Metin
Dil sistemi ve özellikle Türkçemiz; karşıtlık (zıtlık) ilkesi üzerine şekillenir. Ünlüler ünsüzlerle, eş anlamlı kelimeler zıt anlamlı sözcüklerle bir karşıtlık (zıtlık) düzeni içinde konuşma ve anlaşma dili haline gelir. Bunların en önemli gereği ise, sözcükleri seçme ve sıraya dizme eksenidir.
Bir dili kullanırken sözcükleri, dil bilgisinden bildiğimiz bir düzende “özne, tümleç, nesne, yüklem” düzeninde sıralamak gerekir. Buna sıralama ekseni adı verilir. Sıralama ekseninde sözcüklere, cümle içindeki görevlerine göre yeni bir anlam yüklenir. “Ahmet kediyi yakaladı.” cümlesinde Ahmet eylemi yapan öznedir, kedi ise bu eylemden etkilenen varlık yerindedir. “Kedi fareyi yakaladı.” cümlesinde eylemi yapan kedidir. Bu, şu anlama gelmektedir: Sözcüğün cümle içindeki konumu, ona yeni bir anlam kazandırıverir. Buna, sözcüğün dil bilgisi anlamı denir. Sıralama ekseninde yapılan değişiklikler, çok ciddi anlam değişmelerine yol açabilir. Türkçe, söz dizimi açısından kurallı bir dil olduğundan onu doğru kullanmanın temel şartlarından birisi, sıralama eksenine dikkat etmektir.

Kaynak veriler
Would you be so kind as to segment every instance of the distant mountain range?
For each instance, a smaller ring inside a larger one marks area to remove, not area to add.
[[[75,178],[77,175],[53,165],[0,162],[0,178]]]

Görev listesi
a. Metindeki “Sıralama ekseninde yapılan değişiklikler, çok ciddi anlam değişmelerine yol açabilir.” cümlesini İngilizceye çevirin.
b. Türkçede sıralama ekseni üzerine olan metni, son cümlesinden sonra sürdürün.

Yanıt listesi
a. Changes made on the sequencing axis can lead to very serious changes in meaning.

b.
Sıralama ekseninde yer alan sözcükler bulundukları konuma bağlı olarak dil bilgisel (gramatikal) bir anlam kazandıkları gibi, önünde veya ardında bulunan sözcüklere göre ve birbirlerine bağlanış biçimlerine göre yeni anlamlar kazanabilir. Bu anlama, kelimenin söz dizimi anlamı denir. “Göz” sözcüğü bir cümle içinde kendisinden sonra gelen sözcüğe göre yeni anlamlar içerir: “Göz alıcı, göz hekimi, göz hakkı, göz hapsi, göz kararı, göz koymak, göz önü, gözyaşı, göz yummak, gözden düşmek, göze gelmek, gözden kaçmak, gözden kaybolmak, göze girmek, gözü tok” gibi kullanımlarda “göz” sözcüğüne çok farklı anlamlar yüklenmiştir.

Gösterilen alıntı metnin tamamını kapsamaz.